**DO THIS:**
Edit the material from the line containing "trace: pale pink flower" down to the line containing "POLYGON ((90 207, 88", both lines included: give those lines again with "pale pink" changed to "light pink" and nothing else altered.
****************************************
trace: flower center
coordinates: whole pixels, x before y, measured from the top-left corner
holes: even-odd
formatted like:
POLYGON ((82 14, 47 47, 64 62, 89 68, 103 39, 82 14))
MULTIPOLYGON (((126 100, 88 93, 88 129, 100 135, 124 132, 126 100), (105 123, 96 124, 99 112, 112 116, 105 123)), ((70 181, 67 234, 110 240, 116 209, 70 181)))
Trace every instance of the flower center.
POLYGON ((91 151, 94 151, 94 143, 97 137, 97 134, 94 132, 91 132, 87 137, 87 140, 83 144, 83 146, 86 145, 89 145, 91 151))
****************************************
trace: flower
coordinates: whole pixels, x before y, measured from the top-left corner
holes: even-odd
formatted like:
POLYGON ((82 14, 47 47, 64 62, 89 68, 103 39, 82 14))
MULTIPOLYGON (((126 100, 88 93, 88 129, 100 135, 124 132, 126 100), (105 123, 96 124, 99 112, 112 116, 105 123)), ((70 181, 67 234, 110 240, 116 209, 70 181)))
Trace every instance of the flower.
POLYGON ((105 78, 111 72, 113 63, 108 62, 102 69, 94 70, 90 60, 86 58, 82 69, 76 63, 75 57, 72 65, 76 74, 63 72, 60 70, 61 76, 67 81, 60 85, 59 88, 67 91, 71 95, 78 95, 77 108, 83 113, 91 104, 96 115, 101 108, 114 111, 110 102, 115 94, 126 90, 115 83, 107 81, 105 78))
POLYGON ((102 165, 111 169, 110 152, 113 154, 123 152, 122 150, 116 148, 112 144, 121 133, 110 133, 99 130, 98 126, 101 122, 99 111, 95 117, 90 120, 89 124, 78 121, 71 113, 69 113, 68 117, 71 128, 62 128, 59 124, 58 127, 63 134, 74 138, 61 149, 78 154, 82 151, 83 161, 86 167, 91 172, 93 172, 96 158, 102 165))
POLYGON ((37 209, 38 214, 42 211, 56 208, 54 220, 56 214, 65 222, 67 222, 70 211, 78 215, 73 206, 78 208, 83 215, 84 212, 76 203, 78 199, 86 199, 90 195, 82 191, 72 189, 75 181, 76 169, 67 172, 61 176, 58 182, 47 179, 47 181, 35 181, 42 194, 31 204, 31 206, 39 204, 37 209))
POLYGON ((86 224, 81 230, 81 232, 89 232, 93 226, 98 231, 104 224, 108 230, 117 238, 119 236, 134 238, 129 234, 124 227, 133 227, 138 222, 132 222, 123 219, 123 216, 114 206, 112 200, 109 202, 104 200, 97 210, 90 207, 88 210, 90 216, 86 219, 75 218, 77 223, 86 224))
****************************************
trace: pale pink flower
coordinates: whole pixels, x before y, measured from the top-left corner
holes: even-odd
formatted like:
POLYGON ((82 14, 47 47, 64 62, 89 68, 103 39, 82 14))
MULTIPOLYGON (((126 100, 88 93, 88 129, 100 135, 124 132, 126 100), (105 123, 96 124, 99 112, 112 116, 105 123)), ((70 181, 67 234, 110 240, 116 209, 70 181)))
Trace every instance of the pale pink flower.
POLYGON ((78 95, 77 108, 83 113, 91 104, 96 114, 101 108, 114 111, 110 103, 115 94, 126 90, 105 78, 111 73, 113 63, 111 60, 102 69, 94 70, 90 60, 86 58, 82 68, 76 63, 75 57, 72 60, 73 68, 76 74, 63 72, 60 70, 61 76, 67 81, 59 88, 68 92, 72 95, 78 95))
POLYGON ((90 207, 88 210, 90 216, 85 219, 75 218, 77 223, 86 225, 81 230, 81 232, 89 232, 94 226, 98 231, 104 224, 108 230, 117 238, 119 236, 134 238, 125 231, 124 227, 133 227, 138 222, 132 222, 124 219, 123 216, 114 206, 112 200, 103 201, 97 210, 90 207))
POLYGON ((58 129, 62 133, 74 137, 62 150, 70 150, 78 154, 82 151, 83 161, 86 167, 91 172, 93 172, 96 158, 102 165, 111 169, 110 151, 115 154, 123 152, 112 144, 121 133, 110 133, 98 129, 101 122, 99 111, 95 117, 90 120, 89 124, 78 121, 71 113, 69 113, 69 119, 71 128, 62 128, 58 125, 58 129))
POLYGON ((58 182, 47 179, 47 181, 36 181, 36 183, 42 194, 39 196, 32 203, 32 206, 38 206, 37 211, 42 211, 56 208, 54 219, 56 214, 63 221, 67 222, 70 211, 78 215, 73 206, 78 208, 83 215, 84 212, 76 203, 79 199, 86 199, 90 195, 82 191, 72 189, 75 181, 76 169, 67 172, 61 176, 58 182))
****************************************
**ANSWER TO THIS TASK:**
trace: light pink flower
coordinates: whole pixels, x before y, measured from the top-left corner
holes: even-odd
formatted like:
POLYGON ((82 14, 47 47, 64 62, 89 68, 103 39, 82 14))
MULTIPOLYGON (((126 100, 88 93, 88 129, 100 135, 124 132, 126 100), (105 123, 96 124, 99 112, 112 116, 105 123)), ((70 181, 67 234, 110 240, 116 209, 70 181)))
Trace every instance of the light pink flower.
POLYGON ((78 95, 77 108, 83 113, 91 104, 96 114, 101 108, 114 111, 110 103, 115 94, 126 90, 105 78, 111 73, 113 63, 111 60, 102 69, 94 70, 90 60, 86 58, 82 68, 76 63, 75 57, 72 60, 73 68, 76 74, 63 72, 60 70, 61 76, 67 81, 59 88, 68 92, 72 95, 78 95))
POLYGON ((90 207, 88 210, 90 216, 85 219, 75 218, 77 223, 86 225, 81 230, 81 232, 89 232, 94 226, 98 231, 104 224, 108 230, 117 238, 119 236, 134 238, 125 231, 124 227, 133 227, 138 222, 132 222, 124 219, 123 216, 114 206, 112 200, 103 201, 97 210, 90 207))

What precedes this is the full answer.